For the entries below, report the number of lines where the string "overcoat" appears, and only that number.

##### Data to use #####

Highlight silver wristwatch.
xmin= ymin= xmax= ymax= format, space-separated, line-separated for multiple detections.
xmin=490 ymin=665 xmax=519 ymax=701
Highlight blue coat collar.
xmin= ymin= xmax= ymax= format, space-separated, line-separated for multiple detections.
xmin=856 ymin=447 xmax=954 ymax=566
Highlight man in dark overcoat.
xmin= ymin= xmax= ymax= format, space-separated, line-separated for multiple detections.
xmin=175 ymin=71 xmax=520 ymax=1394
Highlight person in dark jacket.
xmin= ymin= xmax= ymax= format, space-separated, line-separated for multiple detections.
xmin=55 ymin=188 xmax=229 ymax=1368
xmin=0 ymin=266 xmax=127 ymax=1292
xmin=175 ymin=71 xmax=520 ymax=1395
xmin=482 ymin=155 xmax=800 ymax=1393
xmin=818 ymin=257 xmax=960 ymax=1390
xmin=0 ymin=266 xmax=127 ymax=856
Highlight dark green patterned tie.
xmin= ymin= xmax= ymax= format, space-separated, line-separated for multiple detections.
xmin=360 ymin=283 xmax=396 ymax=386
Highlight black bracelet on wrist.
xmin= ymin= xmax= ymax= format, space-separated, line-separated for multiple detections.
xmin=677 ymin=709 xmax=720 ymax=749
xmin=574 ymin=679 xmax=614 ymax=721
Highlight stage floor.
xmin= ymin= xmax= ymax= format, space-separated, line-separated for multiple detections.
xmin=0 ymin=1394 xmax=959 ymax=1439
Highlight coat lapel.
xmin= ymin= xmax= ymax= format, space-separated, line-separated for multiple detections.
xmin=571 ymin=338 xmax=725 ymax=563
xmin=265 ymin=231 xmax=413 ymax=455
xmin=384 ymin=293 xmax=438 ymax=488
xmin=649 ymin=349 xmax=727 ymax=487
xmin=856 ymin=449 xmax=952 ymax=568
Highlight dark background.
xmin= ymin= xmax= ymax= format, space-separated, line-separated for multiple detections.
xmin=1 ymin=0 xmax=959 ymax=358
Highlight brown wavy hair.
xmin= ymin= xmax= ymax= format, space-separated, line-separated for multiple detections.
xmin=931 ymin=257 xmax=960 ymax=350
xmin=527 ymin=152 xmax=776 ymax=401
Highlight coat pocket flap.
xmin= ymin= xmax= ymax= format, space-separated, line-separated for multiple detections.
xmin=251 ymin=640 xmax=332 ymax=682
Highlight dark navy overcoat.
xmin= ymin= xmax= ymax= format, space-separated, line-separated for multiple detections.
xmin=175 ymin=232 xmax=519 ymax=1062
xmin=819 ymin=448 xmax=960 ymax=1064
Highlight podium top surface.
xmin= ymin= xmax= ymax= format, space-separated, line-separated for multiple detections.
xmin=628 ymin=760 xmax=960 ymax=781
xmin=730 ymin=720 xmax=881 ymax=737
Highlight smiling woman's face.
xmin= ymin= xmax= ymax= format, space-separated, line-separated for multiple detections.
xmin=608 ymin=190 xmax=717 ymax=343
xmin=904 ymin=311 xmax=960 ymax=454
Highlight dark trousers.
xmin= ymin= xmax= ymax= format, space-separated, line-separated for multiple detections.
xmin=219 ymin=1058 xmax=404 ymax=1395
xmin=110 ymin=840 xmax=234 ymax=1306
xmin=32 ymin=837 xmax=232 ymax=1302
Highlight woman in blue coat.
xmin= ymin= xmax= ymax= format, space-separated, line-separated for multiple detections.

#####

### Your solution
2